REQUIRED ACTIONS
• a. Update the desensitizing thread from "## roxy culver" through "for you too." so that "radio" is replaced with "television".
• b. Answer these questions from the desensitizing thread:
(i) How many Canadian geese are on the other side of the lake?
(ii) Which room is Joey kept in?
(iii) What birds outside does caterpillar's bird flock call to?
• c. Summarize the desensitizing thread in two sentences.

*** SOURCE EXTRACT Section Begins ***

# Desensitizing Tips



## TamaMoo (Jan 12, 2014)

We live on a rather large lake, with an abundance of water birds. We love it, but Joey doesn't seem to be happy with the birds. At the moment there are a couple thousand Canadian geese over on the other side, and when all is quiet we can hear their chatter. Joey seems to tolerate that, but when he hears them as they are flying over, he freaks out and starts screaming. We're talking the loud, piercing, 'I'm about to be murdered' type of screaming. 

We want him happy and calm living here, and don't want the neighbors to be upset, so we are looking for ways to get him to relax and know that the outside birds aren't going to hurt him. He didn't do it from the beginning, but has only started in the last couple weeks, with the extra geese we seem to have these days. Before there were so many, when they would be loud, I would talk to him telling him they were geese and they were outside and use calm tones to assure him. Now he screams so loud he can't hear me talking to him. This happens a few times a day. My heart goes out to him for his fear, but at the same time, he needs to learn he is safe. 

Any ideas?


----------



## roxy culver (May 27, 2010)

I don't think its fear since their calling doesn't scare him. Sounds like he's trying to tell them where he's at (flock calling, but loudly because they never respond back to him.) Maybe playing a radio in his room that is loud enough he can't hear them and be upset may help? The only desensitizing I know of is to expose them continuously to the sounds but that would mean lots of screaming for you too.


----------



## TamaMoo (Jan 12, 2014)

I didn't think of it as flock calling with them being different birds. Duh, Tam.  That makes sense. Living where we do, he is going to be continuously exposed and has since moving here, so if it is only recent, it makes sense to be the flock call. 

He is in the living room so he is with us for our awake and at home hours, but we can have a radio for him. We've been considering it anyway for while we are at work to give him company.


----------



## caterpillar (Oct 14, 2013)

TamaMoo said:


> I didn't think of it as flock calling with them being different birds. Duh, Tam.  That makes sense. Living where we do, he is going to be continuously exposed and has since moving here, so if it is only recent, it makes sense to be the flock call.
> 
> He is in the living room so he is with us for our awake and at home hours, but we can have a radio for him. We've been considering it anyway for while we are at work to give him company.


Our bird flock calls to crows outside and they respond -- they DEFINITELY flock call to different species (as well as to humans).


----------



## TamaMoo (Jan 12, 2014)

Now that I realize he is calling the outside birds, I have been listening and am hearing that some are calling back. He had a bit of a chatter with a bird on the balcony a couple days ago.


----------

*** SOURCE EXTRACT Section Ends ***
*** DATA PROVIDED Section Begins ***

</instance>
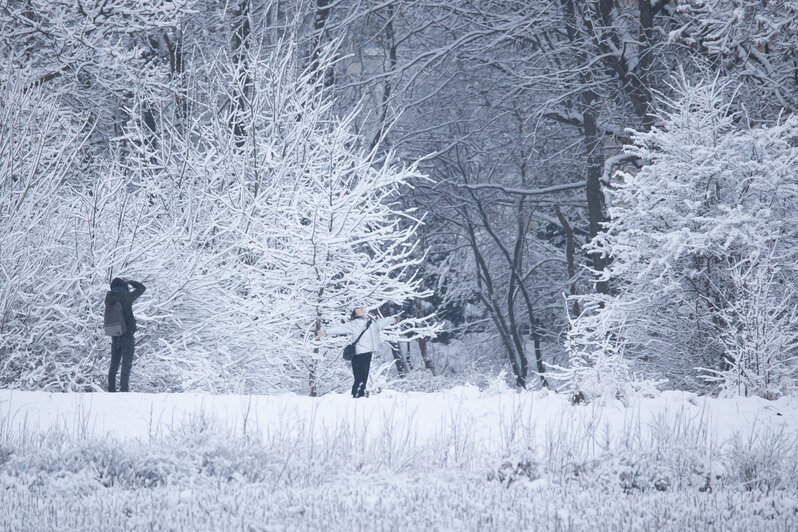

*** DATA PROVIDED Section Ends ***

SOLUTIONS BY TASK
• a.
## roxy culver (May 27, 2010)

I don't think its fear since their calling doesn't scare him. Sounds like he's trying to tell them where he's at (flock calling, but loudly because they never respond back to him.) Maybe playing a television in his room that is loud enough he can't hear them and be upset may help? The only desensitizing I know of is to expose them continuously to the sounds but that would mean lots of screaming for you too.

• b.
(i) A couple thousand
(ii) The living room
(iii) Crows

• c. TamaMoo asks how to calm Joey, who has recently begun screaming loudly when geese fly over their lake home. Replies suggest he is flock calling to the outside birds and that a radio might help, and TamaMoo later notices some birds calling back.